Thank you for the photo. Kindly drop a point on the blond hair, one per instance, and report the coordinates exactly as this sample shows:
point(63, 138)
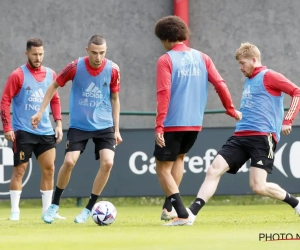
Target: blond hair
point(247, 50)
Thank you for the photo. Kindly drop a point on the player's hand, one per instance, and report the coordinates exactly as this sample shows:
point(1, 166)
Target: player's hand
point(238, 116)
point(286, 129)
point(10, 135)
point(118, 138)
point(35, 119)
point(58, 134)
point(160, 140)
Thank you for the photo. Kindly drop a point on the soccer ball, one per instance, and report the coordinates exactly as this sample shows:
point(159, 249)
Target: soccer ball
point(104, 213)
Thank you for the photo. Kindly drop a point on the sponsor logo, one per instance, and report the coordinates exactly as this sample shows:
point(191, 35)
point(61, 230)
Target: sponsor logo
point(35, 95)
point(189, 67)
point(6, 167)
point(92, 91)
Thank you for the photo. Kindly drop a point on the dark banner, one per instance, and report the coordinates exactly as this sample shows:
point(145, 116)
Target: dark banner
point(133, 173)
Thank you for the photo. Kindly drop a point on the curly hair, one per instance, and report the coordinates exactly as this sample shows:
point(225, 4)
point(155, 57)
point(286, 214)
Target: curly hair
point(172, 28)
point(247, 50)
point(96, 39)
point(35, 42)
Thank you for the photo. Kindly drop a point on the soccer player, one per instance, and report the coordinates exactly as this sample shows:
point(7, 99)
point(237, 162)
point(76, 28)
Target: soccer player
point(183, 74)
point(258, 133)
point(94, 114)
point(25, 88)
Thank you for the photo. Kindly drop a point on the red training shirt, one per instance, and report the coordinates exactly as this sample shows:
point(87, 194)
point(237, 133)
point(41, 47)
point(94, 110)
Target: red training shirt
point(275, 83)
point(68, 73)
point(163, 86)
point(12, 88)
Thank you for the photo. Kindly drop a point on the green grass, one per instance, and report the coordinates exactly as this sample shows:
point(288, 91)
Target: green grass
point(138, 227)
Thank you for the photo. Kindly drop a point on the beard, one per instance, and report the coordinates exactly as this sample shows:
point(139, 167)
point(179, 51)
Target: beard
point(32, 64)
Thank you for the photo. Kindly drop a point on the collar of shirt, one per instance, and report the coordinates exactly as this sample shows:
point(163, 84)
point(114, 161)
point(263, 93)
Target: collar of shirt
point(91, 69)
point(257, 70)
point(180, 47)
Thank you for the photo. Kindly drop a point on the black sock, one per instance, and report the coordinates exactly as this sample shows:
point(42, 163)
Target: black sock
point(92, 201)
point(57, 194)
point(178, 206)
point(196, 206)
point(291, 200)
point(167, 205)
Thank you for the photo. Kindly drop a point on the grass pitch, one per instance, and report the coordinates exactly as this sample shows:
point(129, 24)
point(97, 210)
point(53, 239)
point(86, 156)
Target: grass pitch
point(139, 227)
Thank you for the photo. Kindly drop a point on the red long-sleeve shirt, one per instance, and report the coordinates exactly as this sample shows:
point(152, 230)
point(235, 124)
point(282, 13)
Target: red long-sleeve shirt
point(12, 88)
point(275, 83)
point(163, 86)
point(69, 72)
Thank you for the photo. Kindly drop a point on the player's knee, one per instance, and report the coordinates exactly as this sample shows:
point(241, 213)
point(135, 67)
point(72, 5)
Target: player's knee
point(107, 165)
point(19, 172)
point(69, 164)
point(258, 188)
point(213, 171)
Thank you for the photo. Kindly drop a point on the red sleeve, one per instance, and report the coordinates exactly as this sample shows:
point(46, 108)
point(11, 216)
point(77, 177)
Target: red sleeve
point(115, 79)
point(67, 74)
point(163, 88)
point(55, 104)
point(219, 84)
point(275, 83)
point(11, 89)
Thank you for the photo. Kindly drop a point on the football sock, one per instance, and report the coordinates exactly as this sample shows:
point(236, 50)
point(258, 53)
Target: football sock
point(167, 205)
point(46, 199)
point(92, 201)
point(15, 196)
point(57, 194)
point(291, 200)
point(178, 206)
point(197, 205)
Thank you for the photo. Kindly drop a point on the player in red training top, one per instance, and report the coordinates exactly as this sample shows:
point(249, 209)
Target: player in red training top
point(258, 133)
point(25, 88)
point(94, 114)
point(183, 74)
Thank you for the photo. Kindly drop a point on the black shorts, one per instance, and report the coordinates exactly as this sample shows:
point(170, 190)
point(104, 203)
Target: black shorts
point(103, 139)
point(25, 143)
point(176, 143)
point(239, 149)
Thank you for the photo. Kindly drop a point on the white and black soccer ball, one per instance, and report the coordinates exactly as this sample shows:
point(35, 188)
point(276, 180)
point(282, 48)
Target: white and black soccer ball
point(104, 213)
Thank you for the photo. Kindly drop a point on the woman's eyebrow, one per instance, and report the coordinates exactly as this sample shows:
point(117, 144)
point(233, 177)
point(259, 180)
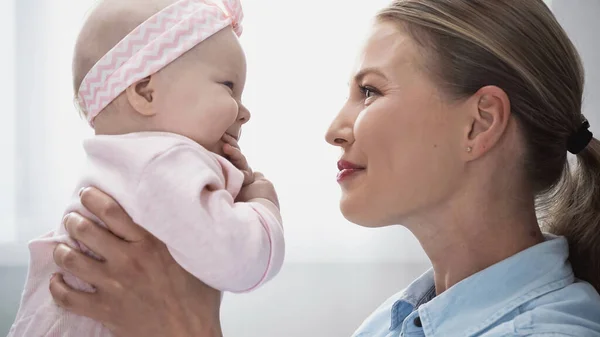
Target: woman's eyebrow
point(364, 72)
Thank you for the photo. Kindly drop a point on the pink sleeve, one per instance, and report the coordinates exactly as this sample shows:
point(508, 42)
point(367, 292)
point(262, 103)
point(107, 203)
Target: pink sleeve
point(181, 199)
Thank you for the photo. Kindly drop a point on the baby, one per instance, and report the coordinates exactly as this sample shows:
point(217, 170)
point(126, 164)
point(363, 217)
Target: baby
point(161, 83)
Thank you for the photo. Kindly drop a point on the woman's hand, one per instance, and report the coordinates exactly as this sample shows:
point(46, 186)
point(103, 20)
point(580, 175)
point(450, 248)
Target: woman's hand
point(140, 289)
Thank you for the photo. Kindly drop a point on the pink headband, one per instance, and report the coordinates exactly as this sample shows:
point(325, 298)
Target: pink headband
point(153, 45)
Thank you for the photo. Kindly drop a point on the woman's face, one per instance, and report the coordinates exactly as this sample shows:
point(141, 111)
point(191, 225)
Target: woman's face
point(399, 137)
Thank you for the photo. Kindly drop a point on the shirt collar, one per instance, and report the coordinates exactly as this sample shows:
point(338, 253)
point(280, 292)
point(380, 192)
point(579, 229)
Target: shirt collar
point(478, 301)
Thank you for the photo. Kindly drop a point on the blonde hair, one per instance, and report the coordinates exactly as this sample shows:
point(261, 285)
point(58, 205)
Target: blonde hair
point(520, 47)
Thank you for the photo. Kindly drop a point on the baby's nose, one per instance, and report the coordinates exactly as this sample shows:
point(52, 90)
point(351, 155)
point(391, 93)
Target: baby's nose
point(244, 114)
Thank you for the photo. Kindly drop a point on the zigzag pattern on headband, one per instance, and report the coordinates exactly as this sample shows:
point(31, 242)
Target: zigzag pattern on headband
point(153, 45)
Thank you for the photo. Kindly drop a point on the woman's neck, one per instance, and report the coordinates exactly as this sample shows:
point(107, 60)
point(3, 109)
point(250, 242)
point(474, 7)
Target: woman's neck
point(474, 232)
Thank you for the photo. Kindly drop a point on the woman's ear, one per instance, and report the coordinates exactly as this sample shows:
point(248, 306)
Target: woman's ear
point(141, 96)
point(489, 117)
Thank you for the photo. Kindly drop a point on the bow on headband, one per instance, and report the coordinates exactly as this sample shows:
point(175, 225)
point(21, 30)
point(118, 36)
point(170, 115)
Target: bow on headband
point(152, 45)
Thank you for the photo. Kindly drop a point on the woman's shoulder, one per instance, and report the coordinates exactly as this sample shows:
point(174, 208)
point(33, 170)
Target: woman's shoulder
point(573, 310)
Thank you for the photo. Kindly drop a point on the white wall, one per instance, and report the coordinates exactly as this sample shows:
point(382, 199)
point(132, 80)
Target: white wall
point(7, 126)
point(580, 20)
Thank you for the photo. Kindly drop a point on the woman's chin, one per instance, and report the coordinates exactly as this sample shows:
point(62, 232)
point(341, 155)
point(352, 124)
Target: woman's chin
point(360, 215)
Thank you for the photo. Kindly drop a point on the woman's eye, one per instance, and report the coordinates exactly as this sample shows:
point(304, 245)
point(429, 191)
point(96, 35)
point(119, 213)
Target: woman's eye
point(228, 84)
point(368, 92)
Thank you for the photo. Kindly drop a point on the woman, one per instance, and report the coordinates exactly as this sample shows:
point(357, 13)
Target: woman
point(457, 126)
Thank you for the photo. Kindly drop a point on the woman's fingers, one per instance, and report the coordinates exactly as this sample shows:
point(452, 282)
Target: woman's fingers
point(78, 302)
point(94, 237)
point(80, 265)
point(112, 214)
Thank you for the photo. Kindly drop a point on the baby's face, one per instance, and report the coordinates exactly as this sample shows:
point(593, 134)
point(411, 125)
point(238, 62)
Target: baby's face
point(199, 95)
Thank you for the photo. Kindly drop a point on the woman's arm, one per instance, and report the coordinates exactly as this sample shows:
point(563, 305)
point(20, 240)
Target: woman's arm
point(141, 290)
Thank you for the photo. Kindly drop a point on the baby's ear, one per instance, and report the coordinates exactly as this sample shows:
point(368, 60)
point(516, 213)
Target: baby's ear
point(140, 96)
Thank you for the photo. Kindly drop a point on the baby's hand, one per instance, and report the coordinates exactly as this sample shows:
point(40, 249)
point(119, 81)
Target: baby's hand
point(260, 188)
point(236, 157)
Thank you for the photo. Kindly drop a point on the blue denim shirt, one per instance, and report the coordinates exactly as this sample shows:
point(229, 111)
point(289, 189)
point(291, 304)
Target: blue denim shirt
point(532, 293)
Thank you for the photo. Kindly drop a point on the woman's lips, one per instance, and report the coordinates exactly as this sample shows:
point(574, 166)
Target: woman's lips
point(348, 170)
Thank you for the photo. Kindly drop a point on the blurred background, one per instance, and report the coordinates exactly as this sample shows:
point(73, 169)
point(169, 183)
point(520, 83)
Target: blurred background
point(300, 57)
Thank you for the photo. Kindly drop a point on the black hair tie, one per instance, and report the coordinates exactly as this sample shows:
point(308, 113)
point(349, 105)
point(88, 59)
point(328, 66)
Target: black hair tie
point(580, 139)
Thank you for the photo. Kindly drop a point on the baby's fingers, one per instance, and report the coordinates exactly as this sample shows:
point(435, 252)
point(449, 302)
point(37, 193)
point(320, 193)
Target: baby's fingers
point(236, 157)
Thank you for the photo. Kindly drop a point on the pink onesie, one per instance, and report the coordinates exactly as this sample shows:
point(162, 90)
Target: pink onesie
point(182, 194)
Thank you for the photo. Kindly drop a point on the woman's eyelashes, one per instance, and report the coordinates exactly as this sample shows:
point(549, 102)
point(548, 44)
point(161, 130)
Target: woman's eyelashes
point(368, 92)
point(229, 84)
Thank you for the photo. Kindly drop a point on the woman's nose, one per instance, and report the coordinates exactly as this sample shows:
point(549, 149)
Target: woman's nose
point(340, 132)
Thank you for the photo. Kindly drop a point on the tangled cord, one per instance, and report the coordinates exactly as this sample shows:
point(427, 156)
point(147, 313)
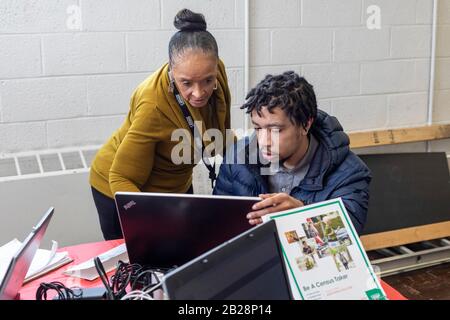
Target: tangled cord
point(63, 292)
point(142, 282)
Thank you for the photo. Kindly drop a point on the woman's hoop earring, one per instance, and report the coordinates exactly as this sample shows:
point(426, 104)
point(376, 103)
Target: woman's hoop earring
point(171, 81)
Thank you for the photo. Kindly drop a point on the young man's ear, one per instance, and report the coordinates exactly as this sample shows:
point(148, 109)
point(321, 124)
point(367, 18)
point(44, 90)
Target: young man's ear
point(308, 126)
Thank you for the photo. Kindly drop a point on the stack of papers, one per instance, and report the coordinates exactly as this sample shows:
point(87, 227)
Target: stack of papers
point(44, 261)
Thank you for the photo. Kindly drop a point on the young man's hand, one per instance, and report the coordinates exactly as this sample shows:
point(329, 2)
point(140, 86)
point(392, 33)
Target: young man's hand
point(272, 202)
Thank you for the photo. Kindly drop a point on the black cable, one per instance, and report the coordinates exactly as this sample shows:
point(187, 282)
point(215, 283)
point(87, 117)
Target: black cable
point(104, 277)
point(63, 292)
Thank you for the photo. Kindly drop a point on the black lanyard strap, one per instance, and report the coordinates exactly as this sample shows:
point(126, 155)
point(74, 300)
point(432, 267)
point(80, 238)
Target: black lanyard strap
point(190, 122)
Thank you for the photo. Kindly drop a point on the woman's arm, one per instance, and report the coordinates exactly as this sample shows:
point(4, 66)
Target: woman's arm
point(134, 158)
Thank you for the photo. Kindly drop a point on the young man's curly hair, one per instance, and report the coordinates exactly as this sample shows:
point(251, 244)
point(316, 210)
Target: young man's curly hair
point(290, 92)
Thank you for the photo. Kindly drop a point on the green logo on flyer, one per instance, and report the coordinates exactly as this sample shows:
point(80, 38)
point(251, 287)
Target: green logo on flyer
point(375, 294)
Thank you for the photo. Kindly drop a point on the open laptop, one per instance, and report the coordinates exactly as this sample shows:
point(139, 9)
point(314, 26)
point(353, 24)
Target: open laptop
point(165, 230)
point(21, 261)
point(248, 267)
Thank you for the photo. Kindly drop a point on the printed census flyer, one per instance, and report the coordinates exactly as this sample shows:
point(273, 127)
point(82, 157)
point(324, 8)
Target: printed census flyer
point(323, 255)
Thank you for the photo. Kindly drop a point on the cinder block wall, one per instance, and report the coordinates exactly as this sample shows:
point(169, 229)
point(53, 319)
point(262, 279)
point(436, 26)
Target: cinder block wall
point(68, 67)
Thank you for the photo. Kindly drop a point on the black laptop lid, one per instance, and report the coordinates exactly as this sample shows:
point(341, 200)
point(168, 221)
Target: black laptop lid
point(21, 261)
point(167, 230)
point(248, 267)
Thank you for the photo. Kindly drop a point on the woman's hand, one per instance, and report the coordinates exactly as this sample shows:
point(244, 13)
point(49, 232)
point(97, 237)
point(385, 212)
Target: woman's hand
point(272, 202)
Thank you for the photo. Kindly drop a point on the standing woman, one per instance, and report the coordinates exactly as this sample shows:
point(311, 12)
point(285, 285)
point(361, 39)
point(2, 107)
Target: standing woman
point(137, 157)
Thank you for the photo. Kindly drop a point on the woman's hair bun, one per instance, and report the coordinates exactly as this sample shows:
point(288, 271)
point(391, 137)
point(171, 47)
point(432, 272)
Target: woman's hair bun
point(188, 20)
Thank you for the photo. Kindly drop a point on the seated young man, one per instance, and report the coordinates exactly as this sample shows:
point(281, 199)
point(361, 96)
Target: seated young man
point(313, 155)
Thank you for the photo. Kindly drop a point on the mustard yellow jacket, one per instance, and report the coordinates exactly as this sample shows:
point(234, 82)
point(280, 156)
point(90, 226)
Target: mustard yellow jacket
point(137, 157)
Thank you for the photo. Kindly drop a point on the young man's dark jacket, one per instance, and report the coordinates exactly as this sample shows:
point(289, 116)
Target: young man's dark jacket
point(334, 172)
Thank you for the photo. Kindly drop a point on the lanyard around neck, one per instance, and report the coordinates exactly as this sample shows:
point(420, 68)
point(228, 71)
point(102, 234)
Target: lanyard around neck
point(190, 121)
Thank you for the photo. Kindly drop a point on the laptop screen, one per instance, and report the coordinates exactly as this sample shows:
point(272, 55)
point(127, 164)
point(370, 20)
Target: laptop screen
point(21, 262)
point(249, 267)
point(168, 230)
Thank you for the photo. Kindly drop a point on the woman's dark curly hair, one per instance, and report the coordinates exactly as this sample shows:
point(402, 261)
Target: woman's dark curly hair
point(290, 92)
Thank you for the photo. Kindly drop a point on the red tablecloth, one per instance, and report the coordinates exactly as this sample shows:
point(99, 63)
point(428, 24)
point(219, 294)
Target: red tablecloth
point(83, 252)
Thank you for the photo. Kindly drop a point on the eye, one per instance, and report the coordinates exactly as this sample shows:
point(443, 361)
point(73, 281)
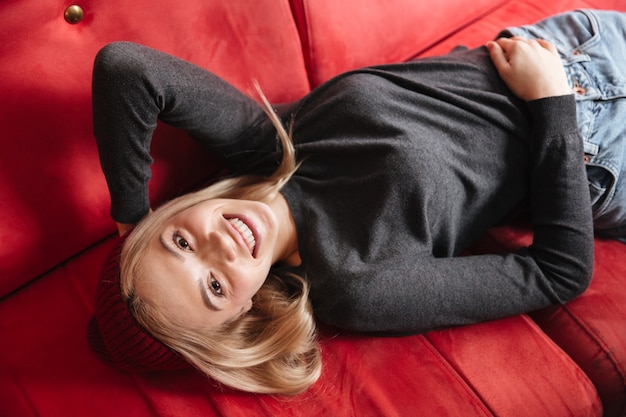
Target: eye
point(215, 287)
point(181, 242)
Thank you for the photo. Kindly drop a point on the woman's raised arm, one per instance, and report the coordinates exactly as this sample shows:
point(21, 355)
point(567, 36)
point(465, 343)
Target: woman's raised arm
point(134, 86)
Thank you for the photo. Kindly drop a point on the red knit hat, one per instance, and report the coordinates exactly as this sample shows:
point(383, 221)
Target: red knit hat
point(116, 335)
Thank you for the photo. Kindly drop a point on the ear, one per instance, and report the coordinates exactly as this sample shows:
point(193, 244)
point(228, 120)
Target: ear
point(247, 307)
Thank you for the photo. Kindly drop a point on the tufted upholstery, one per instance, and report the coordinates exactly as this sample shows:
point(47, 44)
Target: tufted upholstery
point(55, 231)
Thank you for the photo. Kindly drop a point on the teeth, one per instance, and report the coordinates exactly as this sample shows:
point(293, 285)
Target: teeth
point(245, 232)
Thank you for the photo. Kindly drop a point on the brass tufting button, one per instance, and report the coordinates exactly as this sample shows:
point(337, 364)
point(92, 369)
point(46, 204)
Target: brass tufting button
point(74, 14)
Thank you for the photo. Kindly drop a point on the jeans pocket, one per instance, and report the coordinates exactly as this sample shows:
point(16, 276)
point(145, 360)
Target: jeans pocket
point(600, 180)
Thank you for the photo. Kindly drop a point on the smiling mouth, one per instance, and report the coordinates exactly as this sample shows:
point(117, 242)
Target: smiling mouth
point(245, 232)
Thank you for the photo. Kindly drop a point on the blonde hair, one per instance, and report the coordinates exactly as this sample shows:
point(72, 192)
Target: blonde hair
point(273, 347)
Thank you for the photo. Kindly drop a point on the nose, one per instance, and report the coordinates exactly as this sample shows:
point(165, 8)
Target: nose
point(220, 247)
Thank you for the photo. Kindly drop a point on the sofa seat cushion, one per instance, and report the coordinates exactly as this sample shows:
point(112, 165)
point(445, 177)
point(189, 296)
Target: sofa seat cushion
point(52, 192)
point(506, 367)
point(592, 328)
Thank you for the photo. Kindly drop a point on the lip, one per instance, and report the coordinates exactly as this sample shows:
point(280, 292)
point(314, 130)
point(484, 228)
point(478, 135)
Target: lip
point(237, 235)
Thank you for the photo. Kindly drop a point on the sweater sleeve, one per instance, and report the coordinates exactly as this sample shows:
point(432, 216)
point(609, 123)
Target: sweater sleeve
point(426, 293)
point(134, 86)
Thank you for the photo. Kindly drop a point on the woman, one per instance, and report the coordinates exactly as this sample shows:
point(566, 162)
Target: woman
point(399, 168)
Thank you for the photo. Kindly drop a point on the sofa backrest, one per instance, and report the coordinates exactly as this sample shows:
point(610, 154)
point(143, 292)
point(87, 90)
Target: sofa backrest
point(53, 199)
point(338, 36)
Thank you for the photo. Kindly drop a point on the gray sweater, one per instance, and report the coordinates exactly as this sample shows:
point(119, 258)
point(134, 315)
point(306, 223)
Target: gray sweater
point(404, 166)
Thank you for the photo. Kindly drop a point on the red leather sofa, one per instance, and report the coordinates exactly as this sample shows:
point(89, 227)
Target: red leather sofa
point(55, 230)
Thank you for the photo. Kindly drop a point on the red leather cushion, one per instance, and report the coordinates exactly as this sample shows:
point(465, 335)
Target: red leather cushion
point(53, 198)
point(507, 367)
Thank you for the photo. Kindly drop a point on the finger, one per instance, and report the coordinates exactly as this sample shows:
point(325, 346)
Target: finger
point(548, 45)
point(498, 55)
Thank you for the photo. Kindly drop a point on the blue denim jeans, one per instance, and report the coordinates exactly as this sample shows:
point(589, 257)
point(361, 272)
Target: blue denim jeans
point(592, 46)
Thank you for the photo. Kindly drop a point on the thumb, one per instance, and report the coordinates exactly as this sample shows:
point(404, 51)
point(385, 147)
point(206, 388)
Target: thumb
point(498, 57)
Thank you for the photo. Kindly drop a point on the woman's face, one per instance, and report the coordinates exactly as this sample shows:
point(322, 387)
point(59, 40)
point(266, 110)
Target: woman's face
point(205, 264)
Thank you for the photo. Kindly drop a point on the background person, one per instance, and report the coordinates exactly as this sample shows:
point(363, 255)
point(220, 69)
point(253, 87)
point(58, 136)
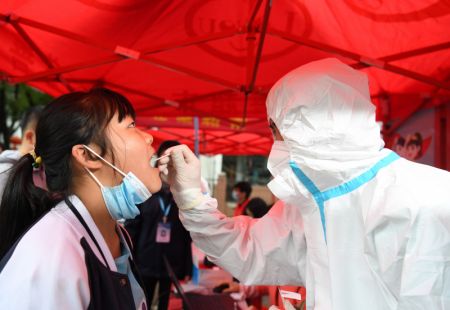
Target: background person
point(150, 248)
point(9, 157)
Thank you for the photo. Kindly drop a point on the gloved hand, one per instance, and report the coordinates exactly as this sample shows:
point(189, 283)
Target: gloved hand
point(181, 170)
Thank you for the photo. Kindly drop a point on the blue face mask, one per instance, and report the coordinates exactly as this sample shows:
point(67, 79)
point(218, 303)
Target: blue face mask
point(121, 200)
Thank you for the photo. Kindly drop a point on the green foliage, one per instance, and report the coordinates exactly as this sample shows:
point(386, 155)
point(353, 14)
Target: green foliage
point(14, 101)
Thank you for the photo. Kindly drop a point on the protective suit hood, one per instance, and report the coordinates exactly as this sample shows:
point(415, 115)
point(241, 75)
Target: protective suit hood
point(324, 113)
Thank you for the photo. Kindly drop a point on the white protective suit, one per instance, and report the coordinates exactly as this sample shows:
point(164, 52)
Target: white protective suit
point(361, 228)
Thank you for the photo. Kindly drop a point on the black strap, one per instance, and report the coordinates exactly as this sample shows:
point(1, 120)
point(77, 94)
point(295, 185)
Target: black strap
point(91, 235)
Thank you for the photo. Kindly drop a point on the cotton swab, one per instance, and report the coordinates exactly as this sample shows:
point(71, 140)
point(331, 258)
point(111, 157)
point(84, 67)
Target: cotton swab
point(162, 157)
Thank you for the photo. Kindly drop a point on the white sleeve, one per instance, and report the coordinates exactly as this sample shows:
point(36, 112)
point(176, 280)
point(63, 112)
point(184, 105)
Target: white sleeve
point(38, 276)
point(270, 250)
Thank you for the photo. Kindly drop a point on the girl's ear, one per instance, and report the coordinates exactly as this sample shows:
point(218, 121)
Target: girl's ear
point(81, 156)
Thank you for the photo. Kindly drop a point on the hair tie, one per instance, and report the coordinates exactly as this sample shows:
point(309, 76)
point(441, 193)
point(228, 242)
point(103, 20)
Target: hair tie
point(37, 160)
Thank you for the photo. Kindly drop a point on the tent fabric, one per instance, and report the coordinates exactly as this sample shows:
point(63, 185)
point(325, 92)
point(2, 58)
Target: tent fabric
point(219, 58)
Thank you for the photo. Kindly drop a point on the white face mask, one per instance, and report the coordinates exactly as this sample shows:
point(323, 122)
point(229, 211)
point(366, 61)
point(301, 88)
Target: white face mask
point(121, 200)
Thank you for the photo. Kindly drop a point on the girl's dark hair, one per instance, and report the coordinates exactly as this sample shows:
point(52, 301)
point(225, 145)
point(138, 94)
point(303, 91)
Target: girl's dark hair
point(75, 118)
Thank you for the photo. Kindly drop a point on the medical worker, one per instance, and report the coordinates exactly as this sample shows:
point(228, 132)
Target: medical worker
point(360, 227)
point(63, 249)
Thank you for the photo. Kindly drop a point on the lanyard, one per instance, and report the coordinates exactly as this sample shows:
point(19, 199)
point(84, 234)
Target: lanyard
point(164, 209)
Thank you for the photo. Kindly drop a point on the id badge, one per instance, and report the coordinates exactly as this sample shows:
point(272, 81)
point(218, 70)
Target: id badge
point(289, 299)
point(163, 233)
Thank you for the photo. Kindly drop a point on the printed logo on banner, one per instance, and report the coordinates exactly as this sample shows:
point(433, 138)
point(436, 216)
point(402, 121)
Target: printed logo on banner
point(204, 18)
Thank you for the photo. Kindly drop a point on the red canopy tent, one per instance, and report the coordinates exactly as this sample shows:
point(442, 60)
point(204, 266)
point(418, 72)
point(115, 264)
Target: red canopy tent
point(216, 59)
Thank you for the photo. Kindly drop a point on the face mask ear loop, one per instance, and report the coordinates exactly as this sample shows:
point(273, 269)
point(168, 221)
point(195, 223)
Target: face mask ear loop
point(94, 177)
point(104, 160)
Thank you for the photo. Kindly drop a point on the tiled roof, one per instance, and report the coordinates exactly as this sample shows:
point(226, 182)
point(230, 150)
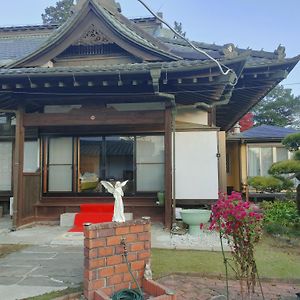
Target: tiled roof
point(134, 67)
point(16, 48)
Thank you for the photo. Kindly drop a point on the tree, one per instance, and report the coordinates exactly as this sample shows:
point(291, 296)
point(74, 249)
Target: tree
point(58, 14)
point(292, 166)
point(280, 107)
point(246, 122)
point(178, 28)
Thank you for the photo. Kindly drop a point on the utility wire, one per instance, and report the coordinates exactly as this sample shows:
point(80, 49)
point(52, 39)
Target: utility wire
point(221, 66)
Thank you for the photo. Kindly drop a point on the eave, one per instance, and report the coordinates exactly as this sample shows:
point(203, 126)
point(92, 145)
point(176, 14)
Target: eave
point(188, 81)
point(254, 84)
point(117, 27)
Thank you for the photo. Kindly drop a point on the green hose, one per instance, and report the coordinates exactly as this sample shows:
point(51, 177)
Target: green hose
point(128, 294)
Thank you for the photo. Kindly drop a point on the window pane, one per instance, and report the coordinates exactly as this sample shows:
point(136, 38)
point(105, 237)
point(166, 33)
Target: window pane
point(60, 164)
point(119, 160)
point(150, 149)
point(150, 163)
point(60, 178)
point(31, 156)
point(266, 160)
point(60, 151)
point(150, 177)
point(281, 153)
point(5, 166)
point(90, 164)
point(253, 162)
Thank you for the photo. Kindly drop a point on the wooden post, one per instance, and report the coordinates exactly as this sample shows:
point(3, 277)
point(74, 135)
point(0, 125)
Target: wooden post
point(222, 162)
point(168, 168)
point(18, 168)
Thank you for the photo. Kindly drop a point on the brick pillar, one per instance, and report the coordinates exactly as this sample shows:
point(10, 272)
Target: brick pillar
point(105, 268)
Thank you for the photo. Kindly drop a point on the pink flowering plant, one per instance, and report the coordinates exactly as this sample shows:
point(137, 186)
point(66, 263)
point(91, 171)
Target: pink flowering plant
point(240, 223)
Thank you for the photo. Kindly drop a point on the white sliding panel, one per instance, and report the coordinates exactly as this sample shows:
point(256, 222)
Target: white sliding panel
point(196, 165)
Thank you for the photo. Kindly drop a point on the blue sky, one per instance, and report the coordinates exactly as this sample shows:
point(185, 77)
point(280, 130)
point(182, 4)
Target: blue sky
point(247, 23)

Set task ::
Starting with the line with "on the window" and going on through the line with "point(196, 165)", reproduce that part of the listing with "wooden post" swapped for "timber post" and everything else left unchanged.

Result of this exercise ::
Thank you for the photo. Kindly drop a point on the window pane, one per instance, and report the coordinates exactly as this sample shows:
point(136, 38)
point(105, 237)
point(166, 33)
Target: window pane
point(60, 164)
point(119, 160)
point(150, 149)
point(150, 163)
point(60, 178)
point(31, 156)
point(266, 160)
point(60, 151)
point(150, 177)
point(281, 153)
point(5, 166)
point(90, 164)
point(253, 162)
Thank you for the photo. Kindly drop a point on the timber post, one per instance, and report the coordinates exactly as this sample shows:
point(3, 277)
point(74, 135)
point(0, 125)
Target: timber post
point(222, 162)
point(168, 168)
point(18, 168)
Thank you for the photo. Kindly drop a point on the brick pillar, one per instance, and report the coordinates exactly as this sample shows:
point(10, 272)
Target: brick pillar
point(105, 268)
Thank you for the photo. Kindly drop a point on the pink flowering plant, one per instance, and report the coordinates exactly as this sample shows:
point(137, 186)
point(66, 263)
point(91, 171)
Target: pink flowering plant
point(240, 223)
Thank you for the photo. Kindly drop a point on the white sliding panel, one per instance, and report the coordinates exactly as this sample shows:
point(256, 222)
Target: white sliding panel
point(196, 165)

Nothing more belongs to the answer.